YOUR GOAL:
Leaving nothing out, set down all the data exactly.

DATA SHOWN:
⟨

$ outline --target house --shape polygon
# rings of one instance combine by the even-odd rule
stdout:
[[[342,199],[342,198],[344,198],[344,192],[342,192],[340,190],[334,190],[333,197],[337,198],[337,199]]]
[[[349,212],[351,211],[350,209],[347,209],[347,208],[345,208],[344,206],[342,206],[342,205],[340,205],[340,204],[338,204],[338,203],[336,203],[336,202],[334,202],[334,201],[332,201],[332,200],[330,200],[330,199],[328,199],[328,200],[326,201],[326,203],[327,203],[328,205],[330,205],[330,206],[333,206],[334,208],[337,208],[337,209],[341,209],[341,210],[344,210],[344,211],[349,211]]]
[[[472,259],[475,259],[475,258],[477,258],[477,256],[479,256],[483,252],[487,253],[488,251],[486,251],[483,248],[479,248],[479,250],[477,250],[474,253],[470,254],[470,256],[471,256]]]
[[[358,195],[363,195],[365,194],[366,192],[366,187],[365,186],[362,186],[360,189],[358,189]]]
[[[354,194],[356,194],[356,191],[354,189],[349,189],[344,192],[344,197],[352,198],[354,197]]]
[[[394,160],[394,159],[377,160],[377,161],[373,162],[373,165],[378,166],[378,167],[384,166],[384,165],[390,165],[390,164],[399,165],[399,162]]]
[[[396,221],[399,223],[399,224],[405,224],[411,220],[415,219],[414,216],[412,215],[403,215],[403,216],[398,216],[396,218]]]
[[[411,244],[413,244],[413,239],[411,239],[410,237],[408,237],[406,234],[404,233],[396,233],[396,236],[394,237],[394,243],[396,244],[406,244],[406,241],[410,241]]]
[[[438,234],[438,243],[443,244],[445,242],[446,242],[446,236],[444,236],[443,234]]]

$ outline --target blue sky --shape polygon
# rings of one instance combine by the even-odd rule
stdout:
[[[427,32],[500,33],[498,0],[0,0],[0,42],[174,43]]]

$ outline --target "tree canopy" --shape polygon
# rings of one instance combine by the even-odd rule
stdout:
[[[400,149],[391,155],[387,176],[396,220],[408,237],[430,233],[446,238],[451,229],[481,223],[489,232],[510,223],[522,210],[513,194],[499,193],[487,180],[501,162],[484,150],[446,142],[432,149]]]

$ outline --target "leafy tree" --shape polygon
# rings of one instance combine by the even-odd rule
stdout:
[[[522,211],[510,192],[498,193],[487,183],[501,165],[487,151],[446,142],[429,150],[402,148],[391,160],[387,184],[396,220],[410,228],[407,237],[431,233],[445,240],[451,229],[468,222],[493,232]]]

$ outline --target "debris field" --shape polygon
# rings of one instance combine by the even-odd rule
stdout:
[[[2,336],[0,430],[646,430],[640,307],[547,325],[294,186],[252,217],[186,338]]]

⟩

EXERCISE RESULT:
$ outline --target house --shape polygon
# rings of one instance combine by the even-odd rule
stdout:
[[[342,199],[342,198],[344,198],[344,192],[342,192],[340,190],[334,190],[333,197],[337,198],[337,199]]]
[[[349,212],[351,211],[350,209],[347,209],[347,208],[345,208],[344,206],[342,206],[342,205],[340,205],[340,204],[338,204],[338,203],[336,203],[336,202],[334,202],[334,201],[332,201],[332,200],[330,200],[330,199],[328,199],[328,200],[326,201],[326,203],[327,203],[328,205],[330,205],[330,206],[333,206],[334,208],[337,208],[337,209],[341,209],[341,210],[344,210],[344,211],[349,211]]]
[[[472,259],[475,259],[475,258],[477,258],[477,256],[479,256],[483,252],[487,253],[488,251],[486,251],[483,248],[479,248],[479,250],[477,250],[474,253],[470,254],[470,256],[471,256]]]
[[[358,195],[363,195],[365,194],[366,192],[366,187],[365,186],[362,186],[360,189],[358,189]]]
[[[354,194],[356,194],[356,191],[354,189],[349,189],[344,192],[344,197],[352,198],[354,197]]]
[[[394,160],[394,159],[377,160],[377,161],[373,162],[373,165],[378,166],[378,167],[384,166],[384,165],[390,165],[390,164],[399,165],[399,162]]]
[[[396,221],[399,223],[399,224],[405,224],[411,220],[415,219],[414,216],[412,215],[403,215],[403,216],[398,216],[396,218]]]
[[[411,244],[413,244],[413,239],[411,239],[410,237],[408,237],[406,234],[404,233],[396,233],[396,236],[394,237],[394,243],[396,244],[406,244],[406,241],[410,241]]]
[[[438,234],[438,243],[443,244],[445,242],[446,242],[446,236],[444,236],[443,234]]]

$ outline --target blue sky --shape polygon
# rings of one instance combine by the even-odd rule
stdout:
[[[427,32],[500,33],[498,0],[0,0],[0,42],[174,43]]]

$ outline --target "tree canopy" --shape polygon
# rings of one instance combine by the even-odd rule
stdout:
[[[400,149],[391,155],[387,176],[396,220],[408,237],[430,233],[446,238],[451,229],[481,223],[489,232],[510,223],[522,210],[513,194],[499,193],[487,180],[501,162],[484,150],[446,142],[432,149]]]

$ outline --target "leafy tree" --shape polygon
# rings of one instance combine by the even-odd rule
stdout:
[[[522,211],[510,192],[498,193],[487,183],[501,165],[487,151],[446,142],[429,150],[402,148],[391,160],[387,184],[396,220],[410,228],[407,237],[431,233],[445,240],[451,229],[468,222],[493,232]]]

$ outline --target "debris field" --shape polygon
# rings of one instance combine by the even-odd rule
stdout:
[[[2,336],[0,430],[646,430],[640,307],[547,325],[294,186],[252,217],[186,338]]]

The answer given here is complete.